TASK DATA
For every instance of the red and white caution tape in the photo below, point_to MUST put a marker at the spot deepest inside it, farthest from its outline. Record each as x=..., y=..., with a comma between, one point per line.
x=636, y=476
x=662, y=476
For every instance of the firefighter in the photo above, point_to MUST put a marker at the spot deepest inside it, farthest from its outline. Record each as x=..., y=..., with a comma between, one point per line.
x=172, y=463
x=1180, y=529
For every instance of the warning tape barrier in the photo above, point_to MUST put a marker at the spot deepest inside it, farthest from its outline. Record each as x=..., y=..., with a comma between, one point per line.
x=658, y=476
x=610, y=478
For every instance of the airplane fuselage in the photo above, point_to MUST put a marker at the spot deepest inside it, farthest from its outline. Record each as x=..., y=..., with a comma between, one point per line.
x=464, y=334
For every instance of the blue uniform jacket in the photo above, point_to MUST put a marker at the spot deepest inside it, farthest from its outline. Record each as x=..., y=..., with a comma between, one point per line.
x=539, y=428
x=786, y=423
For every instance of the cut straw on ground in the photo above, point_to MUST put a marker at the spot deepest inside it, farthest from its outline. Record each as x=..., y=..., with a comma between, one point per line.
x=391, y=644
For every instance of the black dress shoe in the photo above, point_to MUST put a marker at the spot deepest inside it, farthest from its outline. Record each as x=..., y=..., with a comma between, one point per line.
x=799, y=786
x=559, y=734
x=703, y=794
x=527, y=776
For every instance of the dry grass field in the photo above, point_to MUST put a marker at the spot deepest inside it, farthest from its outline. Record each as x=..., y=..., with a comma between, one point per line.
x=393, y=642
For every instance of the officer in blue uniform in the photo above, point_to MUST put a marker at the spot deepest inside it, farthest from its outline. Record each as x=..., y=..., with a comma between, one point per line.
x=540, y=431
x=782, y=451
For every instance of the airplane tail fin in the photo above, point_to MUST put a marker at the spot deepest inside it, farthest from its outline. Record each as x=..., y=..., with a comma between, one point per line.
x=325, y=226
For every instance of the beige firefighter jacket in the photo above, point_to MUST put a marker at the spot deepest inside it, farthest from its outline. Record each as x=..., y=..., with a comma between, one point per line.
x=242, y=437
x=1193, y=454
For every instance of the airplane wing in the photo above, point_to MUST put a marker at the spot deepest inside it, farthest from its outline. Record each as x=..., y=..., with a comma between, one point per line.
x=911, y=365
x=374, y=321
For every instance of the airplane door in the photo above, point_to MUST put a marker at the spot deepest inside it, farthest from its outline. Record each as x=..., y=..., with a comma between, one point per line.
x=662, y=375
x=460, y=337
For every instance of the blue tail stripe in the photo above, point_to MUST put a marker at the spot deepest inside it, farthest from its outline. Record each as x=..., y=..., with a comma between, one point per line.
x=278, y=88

WHAT NEEDS TO BE DONE
All records must be repeated exactly, with none skipped.

RESULT
For every instance of the red and white caution tape in the photo below, point_to MUST put a marker at the spot deepest inside it, farthest from its outline. Record each as x=..., y=..., with a comma between, one point per line.
x=636, y=476
x=662, y=476
For every instance of the firefighter in the photo above, point_to MUST put a marker at the spot deepest inside it, farthest from its outline. Record each as x=..., y=..., with a comma between, one point per line.
x=172, y=463
x=1180, y=529
For every instance of the warning tape barrier in the photo above, point_to MUST put a marker at the spot deepest inside it, farthest from its outline. Record each as x=..., y=..., with a comma between, one point per line.
x=658, y=476
x=610, y=478
For every instance of the airplane fuselage in the photo above, point_to MUST put a marker at the spot deepest inside it, farthest from its outline. Record each as x=..., y=..., with a comma between, one point per line.
x=464, y=334
For every instance of the blue uniform jacket in the photo above, point_to MUST put a marker at the spot deepest inside it, farthest from its outline. Record each as x=..., y=..., with a comma between, one point per line.
x=539, y=428
x=786, y=423
For every instance of the cut straw on ground in the photo above, point_to MUST put a marker at the spot deepest inside it, farthest from its outline. Record each as x=..., y=..., with a comma between, one point per line.
x=391, y=644
For every instance of the black dress shoe in the photo above, point_to MUST put a marker at the spot deepest inside it, farthest from its outline. Record each as x=..., y=..., with a comma between, one point per line.
x=799, y=786
x=559, y=734
x=703, y=794
x=527, y=776
For every instance of the dry grass field in the photo above, point_to MUST put a marker at the spot deepest inside it, farthest from its outline. Record each as x=..., y=..., with a comma between, one point per line.
x=393, y=642
For every instance of the officer in blue uniform in the photo above, point_to MUST put a marker at the spot deepest inside it, farthest from its outline. Record each as x=..., y=..., with a comma between, one point per line.
x=540, y=431
x=782, y=451
For every instance of the airplane tail fin in the photo above, point_to MUST put a marker at the spot deepest inside it, farthest from its outline. Record each as x=..., y=..., with a comma between, one point per line.
x=325, y=226
For every instance of the beige firefighter jacket in the photo above, point_to MUST put a marker at the spot deepest inside it, farthest from its outline. Record each as x=..., y=..., with a comma between, one point per line.
x=242, y=437
x=1193, y=454
For every instance of the airplane wing in the photo above, point_to MUST put a marker at the spot deepest inside it, farthest from its outline. Record each as x=..., y=..., with a comma between, one point per line.
x=911, y=365
x=374, y=321
For every instance of the airplane door in the photo above, point_to MUST put a marker at the spot deepest inside it, farthest from its outline. Record each as x=..., y=..., with a comma between, one point per line.
x=662, y=375
x=460, y=337
For every instance of the blue tail stripe in the photo above, point_to MUST put a marker at the spot deepest inside it, farthest from its outline. Record each as x=..., y=..., with a comma between, one point per line.
x=278, y=88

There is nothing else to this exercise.